◆ **Written exercise**:
Select and copy every line in the entries below that contains the word "window". Case counts.

Records taken from a collection
>>>
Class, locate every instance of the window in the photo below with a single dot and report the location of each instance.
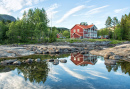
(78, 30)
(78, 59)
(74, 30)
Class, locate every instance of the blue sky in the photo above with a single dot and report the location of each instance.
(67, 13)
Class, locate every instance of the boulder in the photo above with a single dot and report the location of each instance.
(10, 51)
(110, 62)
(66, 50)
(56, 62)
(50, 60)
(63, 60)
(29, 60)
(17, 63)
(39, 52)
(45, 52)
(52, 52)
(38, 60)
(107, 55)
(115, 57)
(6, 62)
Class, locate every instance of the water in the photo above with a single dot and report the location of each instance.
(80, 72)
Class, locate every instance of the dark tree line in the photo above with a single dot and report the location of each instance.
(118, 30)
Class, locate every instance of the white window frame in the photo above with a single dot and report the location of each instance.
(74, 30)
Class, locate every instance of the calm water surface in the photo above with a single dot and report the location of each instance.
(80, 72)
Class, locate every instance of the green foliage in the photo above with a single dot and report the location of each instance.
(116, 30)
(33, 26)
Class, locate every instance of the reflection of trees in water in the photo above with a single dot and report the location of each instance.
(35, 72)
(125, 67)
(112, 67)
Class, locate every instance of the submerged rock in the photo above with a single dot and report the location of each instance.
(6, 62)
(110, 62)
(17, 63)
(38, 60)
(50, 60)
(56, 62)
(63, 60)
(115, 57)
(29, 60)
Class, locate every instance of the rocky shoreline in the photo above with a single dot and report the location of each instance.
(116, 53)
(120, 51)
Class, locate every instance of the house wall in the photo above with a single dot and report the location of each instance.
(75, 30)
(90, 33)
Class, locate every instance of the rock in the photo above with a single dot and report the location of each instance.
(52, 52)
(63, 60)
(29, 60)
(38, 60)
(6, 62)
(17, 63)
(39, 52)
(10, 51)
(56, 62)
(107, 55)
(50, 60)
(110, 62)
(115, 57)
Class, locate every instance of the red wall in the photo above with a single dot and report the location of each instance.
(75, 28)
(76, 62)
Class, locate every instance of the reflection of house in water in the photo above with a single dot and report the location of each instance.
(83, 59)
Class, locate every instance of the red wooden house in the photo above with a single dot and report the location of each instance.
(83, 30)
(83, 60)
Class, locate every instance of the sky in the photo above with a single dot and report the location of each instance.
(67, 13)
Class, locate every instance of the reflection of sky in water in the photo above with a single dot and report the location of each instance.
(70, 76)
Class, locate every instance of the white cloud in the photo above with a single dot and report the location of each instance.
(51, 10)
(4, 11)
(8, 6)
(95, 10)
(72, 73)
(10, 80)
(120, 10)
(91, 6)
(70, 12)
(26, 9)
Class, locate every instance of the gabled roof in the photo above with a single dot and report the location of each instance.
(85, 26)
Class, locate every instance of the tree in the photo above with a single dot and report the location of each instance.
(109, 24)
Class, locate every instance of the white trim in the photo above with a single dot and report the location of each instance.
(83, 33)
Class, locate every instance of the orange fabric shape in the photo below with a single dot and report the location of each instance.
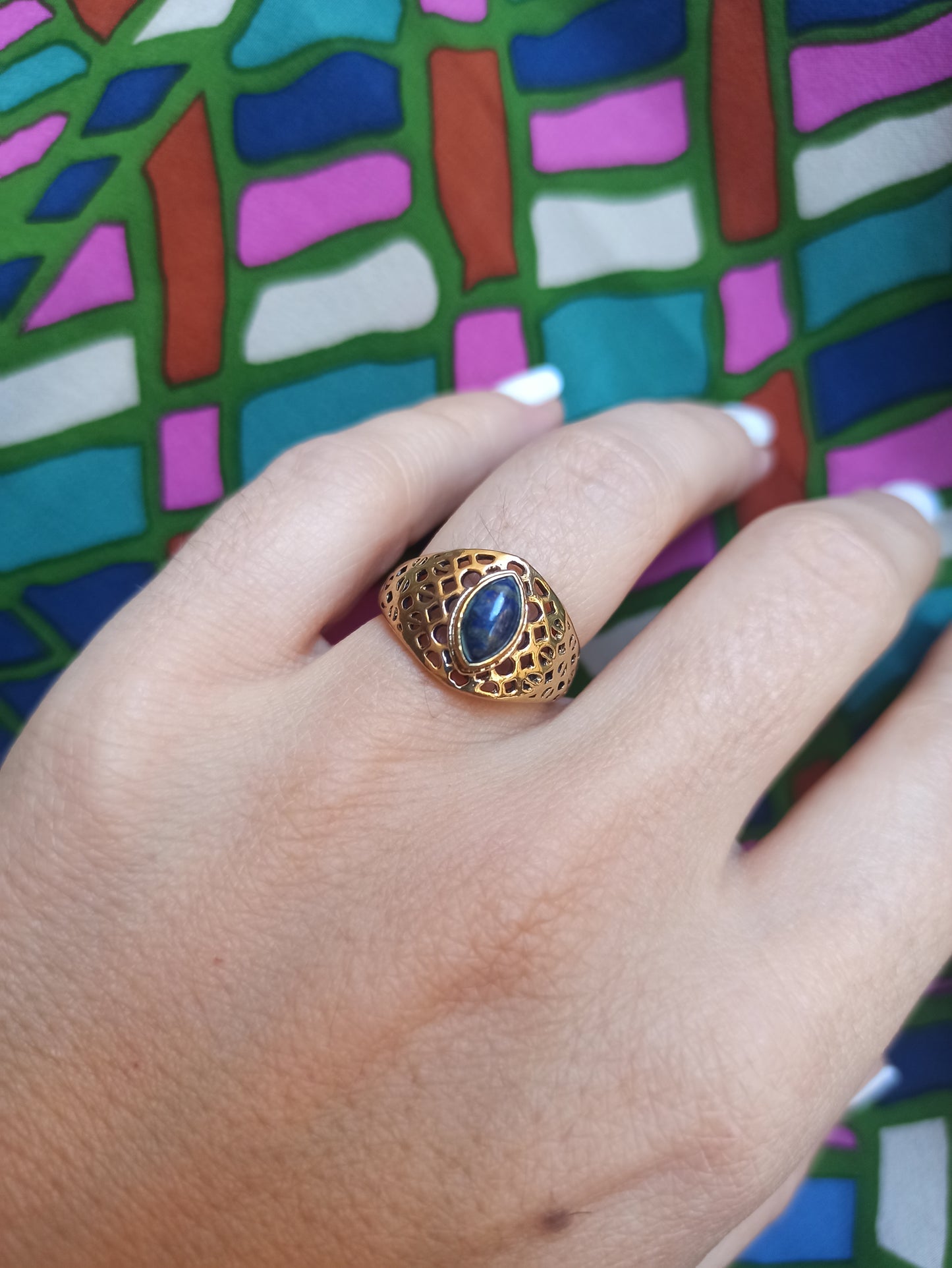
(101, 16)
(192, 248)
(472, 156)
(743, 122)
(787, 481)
<<<
>>>
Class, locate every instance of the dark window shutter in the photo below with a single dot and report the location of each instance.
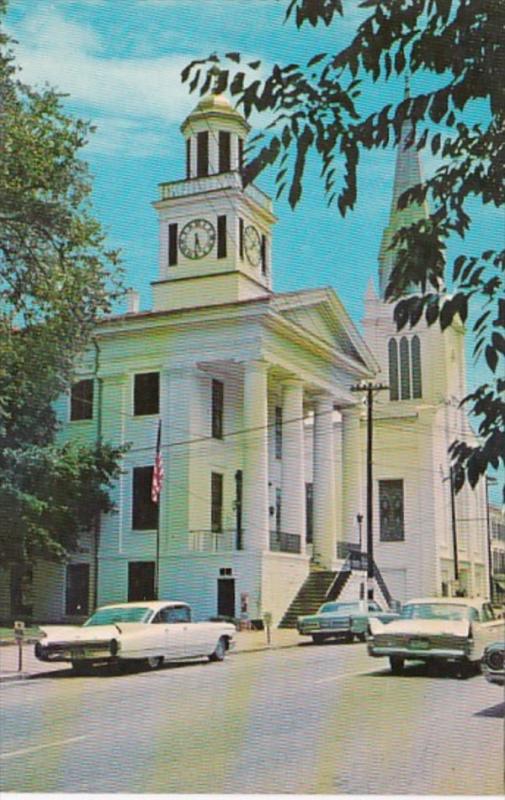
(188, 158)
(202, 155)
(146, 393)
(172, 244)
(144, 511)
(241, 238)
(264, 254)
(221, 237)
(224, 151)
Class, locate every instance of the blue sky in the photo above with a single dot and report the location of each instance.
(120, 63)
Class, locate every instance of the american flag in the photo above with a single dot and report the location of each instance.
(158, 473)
<<<
◆ **Answer to this exercise**:
Class, locate every instance of the window in the photo below with a single dot and report the location of each instance.
Class, locate every instance of the white window frame in the photo above with a single dot and report the location of each instance.
Class, locate every instance of the dark window shutter in the photo below with a single dot and report the location of each instance.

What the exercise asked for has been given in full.